### [AVAILABLE DATA]
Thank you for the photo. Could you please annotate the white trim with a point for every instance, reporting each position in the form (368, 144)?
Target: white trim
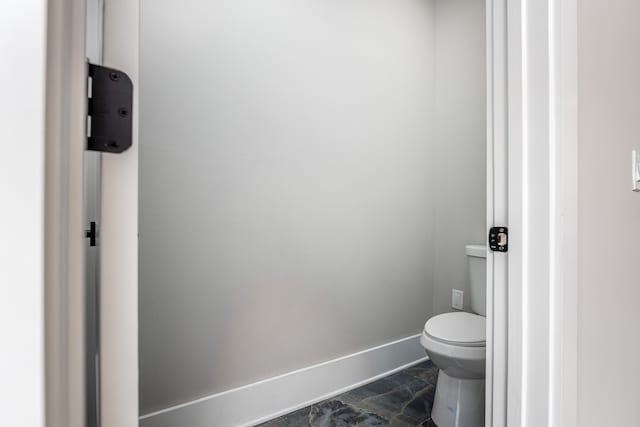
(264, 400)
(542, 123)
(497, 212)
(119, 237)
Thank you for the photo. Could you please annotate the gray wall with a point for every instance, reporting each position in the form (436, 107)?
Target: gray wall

==

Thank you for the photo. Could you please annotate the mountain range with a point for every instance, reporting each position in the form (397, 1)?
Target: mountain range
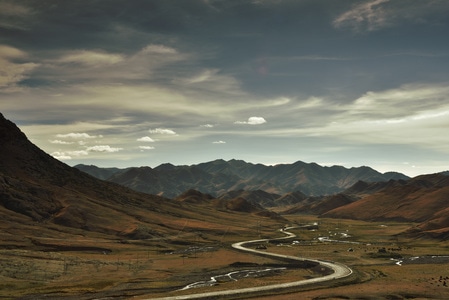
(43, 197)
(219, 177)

* * *

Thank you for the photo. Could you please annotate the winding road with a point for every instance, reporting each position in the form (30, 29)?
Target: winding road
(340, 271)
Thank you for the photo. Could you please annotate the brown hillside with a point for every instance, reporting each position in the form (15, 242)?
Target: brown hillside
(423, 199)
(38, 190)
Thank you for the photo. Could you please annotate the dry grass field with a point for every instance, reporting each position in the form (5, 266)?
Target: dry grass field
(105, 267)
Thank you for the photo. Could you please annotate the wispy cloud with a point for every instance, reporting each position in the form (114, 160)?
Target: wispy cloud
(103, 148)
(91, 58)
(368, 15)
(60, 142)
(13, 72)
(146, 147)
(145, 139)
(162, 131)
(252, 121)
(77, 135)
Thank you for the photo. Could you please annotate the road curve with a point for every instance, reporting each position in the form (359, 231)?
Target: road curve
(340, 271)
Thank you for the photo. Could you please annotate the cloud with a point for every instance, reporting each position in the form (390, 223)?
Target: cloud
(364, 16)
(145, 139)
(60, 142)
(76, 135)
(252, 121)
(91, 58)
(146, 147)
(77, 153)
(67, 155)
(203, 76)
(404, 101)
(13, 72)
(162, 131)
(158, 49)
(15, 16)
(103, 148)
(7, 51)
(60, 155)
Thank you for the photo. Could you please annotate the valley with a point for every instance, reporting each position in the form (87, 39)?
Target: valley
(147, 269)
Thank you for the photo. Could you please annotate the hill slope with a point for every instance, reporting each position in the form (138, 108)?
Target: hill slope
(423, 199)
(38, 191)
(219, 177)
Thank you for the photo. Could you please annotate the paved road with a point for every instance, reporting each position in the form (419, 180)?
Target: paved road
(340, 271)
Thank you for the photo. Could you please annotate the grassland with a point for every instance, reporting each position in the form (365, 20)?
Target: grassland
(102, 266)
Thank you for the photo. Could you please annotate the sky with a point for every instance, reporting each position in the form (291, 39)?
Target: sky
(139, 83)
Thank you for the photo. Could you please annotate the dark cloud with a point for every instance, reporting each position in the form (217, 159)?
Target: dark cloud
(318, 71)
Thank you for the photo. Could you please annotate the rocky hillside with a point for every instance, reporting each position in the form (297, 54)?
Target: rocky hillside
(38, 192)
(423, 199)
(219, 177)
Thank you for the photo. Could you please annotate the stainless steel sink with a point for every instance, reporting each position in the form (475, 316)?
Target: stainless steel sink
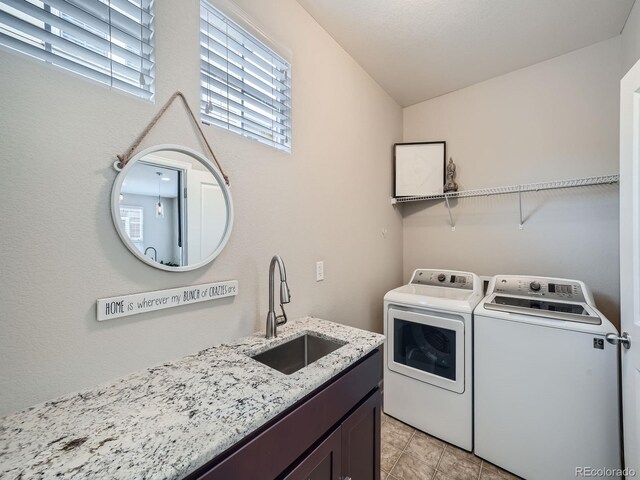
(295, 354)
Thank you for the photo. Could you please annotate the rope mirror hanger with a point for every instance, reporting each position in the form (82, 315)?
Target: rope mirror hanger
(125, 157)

### [YOUR ASSIGNMENT]
The expected output is every line from the material above where "gray" can be found.

### [COMPLETED TASK]
Thank you for the photo. Could you please annotate the gray wall with a point for every instance, reporting each position in the form (436, 107)?
Target: gray wall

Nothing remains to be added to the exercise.